Please print every line from the one containing "Exercise. Point out every instance of the cornice" through the last line of the records below, exactly as written and nothing more.

--- DATA ---

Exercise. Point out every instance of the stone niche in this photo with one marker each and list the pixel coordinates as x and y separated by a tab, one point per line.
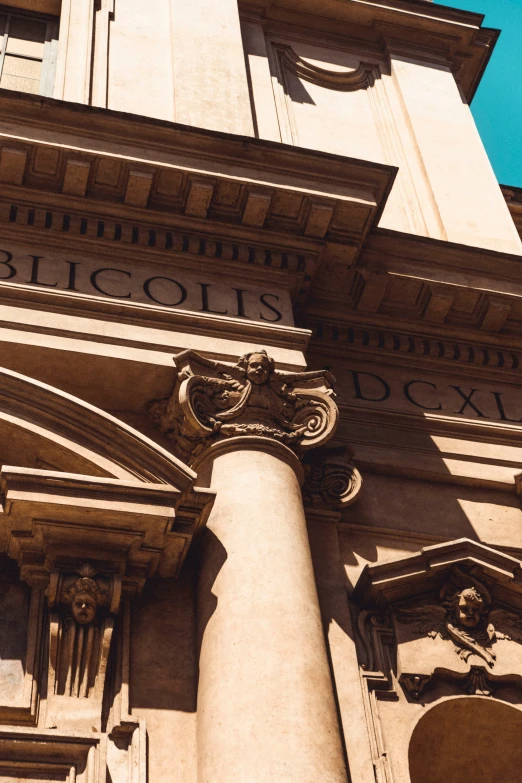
439	638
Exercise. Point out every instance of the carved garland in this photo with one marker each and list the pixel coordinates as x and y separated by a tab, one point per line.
361	78
212	400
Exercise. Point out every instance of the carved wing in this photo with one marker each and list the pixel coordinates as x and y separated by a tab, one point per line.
200	365
429	619
507	625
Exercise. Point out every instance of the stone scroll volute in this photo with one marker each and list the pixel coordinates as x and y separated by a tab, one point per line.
213	400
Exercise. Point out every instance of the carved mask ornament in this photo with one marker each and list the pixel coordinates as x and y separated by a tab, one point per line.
464	615
213	400
84	597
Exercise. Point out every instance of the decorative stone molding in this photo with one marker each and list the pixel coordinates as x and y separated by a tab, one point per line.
456	614
332	479
213	400
360	78
412	345
80	632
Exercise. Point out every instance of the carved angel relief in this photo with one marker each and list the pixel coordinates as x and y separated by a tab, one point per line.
214	400
465	616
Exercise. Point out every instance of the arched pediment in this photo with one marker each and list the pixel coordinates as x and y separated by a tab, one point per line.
106	493
41	426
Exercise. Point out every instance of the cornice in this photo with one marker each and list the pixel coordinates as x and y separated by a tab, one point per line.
349	340
117	177
432	30
425	286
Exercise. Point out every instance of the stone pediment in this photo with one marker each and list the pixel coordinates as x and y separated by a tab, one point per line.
125	503
451	611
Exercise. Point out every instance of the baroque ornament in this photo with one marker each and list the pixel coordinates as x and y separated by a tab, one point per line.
464	615
80	634
213	400
331	481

---

**CORRECT RESPONSE**
Exercise. Point out every instance of the cornice in this photo with one marker each and list the pixel coordinates as x and y separated by a tab, one point per line.
349	340
117	177
432	30
425	286
Exercise. Point out every instance of the stone pediment in this photo with one marker each and list the pixel coordinates as x and y separated by a tab, one point per line.
125	503
451	611
Exercise. Point out every instance of the baroque ornament in this photo with one marker each and list the pixel coordinates as x and y separated by a tab, one point per line.
464	615
80	634
213	400
331	481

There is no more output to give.